COMPITI DA SVOLGERE:
1. Sostituisca "farmaci" con "medicinali" nel brano sulla mutagenesi adattativa e riscriva la parte compresa tra "Per ora questa" e "malati di cancro.", estremi inclusi.
2. Prosegua il brano sulla mutagenesi adattativa a partire dall'ultima frase riportata.

══ BRANO FORNITO ══

Poi i ricercatori hanno cercato di capire se lo stesso stratagemma potesse essere sfruttato anche dai tumori. “Abbiamo osservato – prosegue Bardelli – che una frazione di cellule dei tumori intestinali smette di crescere, ma è in grado di sopravvivere all’assedio delle terapie a bersaglio”. Nelle cellule assediate si modificano i meccanismi che regolano la riparazione del Dna. Questo porta a un accumulo di mutazioni, che non sono più riconosciute e corrette. Questo processo prende il nome di mutagenesi adattativa. In altre parole, mutare per adattarsi, cambiare per sopravvivere: in presenza delle terapie a bersaglio molecolare le cellule tumorali accumulano mutazioni fino a diventare resistenti al trattamento, portando quindi alla ricaduta della malattia.
Per ora questa ricerca si è concentrata sui tumori dell’intestino a cui il professor Bardelli lavora da oltre dieci anni, ma resta da capire se vale lo stesso piano anche per gli altri tipi di tumore. Quali scenari e possibilità terapeutiche si aprono dopo questa scoperta? Se la resistenza alle terapie non è qualcosa di inevitabile, ma è legata a un processo che si attiva durante il trattamento stesso, allora colpire i meccanismi alla base della mutagenesi adattativa potrebbe aumentare le probabilità di successo dei farmaci già in uso. I ricercatori torinesi sono già al lavoro per individuare nel futuro prossimo nuovi bersagli terapeutici nel processo di mutagenesi adattativa che possano consentire di rallentare, o forse addirittura prevenire, l’insorgenza della resistenza alle terapie, prolungando così l’efficacia dei farmaci e la sopravvivenza dei malati di cancro.
“L’obiettivo di tutti i farmaci anticancro – conclude Bardelli – è impedire alle cellule tumorali di dividersi. Fermo restando la necessità di continuare ad utilizzare queste terapie, noi ora vogliamo provare a sviluppare farmaci che non riducano la capacità proliferativa del cancro ma che ne impediscano la mutagenicità in modo che l’oncologo non parta battuto in partenza nella lotta alla malattia ma possa contare su un’arma in più”.

═══
══ VOCI DEL DATASET ══

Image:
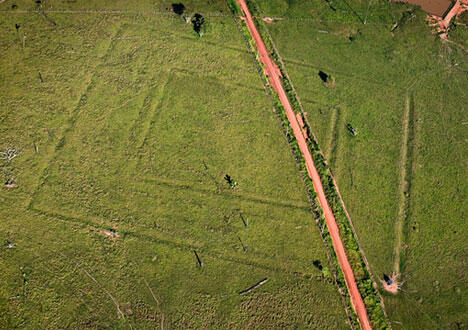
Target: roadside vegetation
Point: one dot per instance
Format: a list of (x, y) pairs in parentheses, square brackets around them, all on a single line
[(153, 185), (359, 122)]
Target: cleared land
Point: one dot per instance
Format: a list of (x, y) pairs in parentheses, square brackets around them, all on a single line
[(275, 80), (373, 71), (128, 122)]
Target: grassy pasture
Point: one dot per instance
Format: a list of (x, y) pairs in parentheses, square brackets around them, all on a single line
[(125, 144), (374, 74)]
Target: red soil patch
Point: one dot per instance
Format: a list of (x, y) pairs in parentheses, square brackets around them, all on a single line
[(272, 72), (433, 7), (442, 24)]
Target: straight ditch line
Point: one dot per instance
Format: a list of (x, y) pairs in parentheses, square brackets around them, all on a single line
[(71, 122), (405, 179)]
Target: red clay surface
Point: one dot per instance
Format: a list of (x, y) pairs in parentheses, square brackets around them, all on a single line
[(272, 72), (433, 7)]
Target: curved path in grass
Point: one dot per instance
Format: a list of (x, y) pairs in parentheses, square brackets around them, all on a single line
[(273, 73)]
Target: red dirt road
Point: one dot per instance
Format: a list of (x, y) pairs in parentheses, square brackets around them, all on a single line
[(273, 73)]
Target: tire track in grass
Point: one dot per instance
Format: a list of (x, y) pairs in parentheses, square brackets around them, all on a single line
[(406, 164), (264, 263), (71, 121), (274, 76), (335, 132)]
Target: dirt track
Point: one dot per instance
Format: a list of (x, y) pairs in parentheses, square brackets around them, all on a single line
[(275, 81)]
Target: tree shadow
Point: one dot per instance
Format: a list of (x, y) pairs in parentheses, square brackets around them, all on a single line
[(178, 8)]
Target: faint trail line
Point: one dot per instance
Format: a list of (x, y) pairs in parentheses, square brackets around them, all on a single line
[(157, 303), (331, 174), (273, 72), (71, 120), (99, 284), (405, 173)]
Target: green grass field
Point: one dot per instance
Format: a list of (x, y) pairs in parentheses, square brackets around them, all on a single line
[(376, 74), (127, 123)]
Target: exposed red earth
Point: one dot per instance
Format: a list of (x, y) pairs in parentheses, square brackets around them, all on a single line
[(442, 23), (272, 71)]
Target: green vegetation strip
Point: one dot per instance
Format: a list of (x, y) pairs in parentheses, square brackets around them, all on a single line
[(371, 297)]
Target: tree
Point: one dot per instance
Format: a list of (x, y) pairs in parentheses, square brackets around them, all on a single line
[(9, 154), (198, 22)]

═══

RISPOSTE PER COMPITO:
1.
Per ora questa ricerca si è concentrata sui tumori dell’intestino a cui il professor Bardelli lavora da oltre dieci anni, ma resta da capire se vale lo stesso piano anche per gli altri tipi di tumore. Quali scenari e possibilità terapeutiche si aprono dopo questa scoperta? Se la resistenza alle terapie non è qualcosa di inevitabile, ma è legata a un processo che si attiva durante il trattamento stesso, allora colpire i meccanismi alla base della mutagenesi adattativa potrebbe aumentare le probabilità di successo dei medicinali già in uso. I ricercatori torinesi sono già al lavoro per individuare nel futuro prossimo nuovi bersagli terapeutici nel processo di mutagenesi adattativa che possano consentire di rallentare, o forse addirittura prevenire, l’insorgenza della resistenza alle terapie, prolungando così l’efficacia dei medicinali e la sopravvivenza dei malati di cancro.

2.
Continuano intanto le varie iniziative della Fondazione Airc per informare il pubblico sui più recenti progressi della ricerca oncologica e raccogliere nuove risorse da destinare al lavoro dei ricercator. Sabato 9 novembre i volontari della Fondazione erano presenti in oltre mille piazze per distribuire I Cioccolatini della Ricerca e raccogliere nuove risorse da destinare ai circa 5mila ricercatori che lavorano in progetti sostenuti da Airc. A fronte di una donazione minima di 10 euro era possibile ricevere una confezione con 200 grammi di cioccolato fondente, alimento che, assunto in modica quantità, può portare benefici, come spiega Antonio Moschetta, scienziato Airc dell’Università di Bari: “Uno studio condotto da un gruppo di ricerca italiano, su una popolazione di quasi 11mila soggetti, ha dimostrato che il consumo di circa 20 grammi di cioccolato fondente ogni due giorni è in grado di ridurre i livelli di infiammazione circolante.
Dato di grande rilevanza se si considera la relazione tra infiammazione e cancro. Un moderato consumo di cioccolato fondente a basso contenuto di zuccheri potrebbe quindi rappresentare un’ulteriore possibilità per ridurre il ruolo dell’infiammazione sistemica nell’aggressività e nella crescita dei tumori”.
Insieme alla scatola di cioccolatini è stata distribuita una speciale guida con preziose informazioni su prevenzione, diagnosi e cura del cancro. Da lunedì 11 novembre I Cioccolatini della Ricerca sono disponibili anche in 1.728 filiali di Banco BPM, partner istituzionale di Airc, che coinvolge dipendenti e clienti per sostenere le carriere dei giovani talenti dell’oncologia italiana.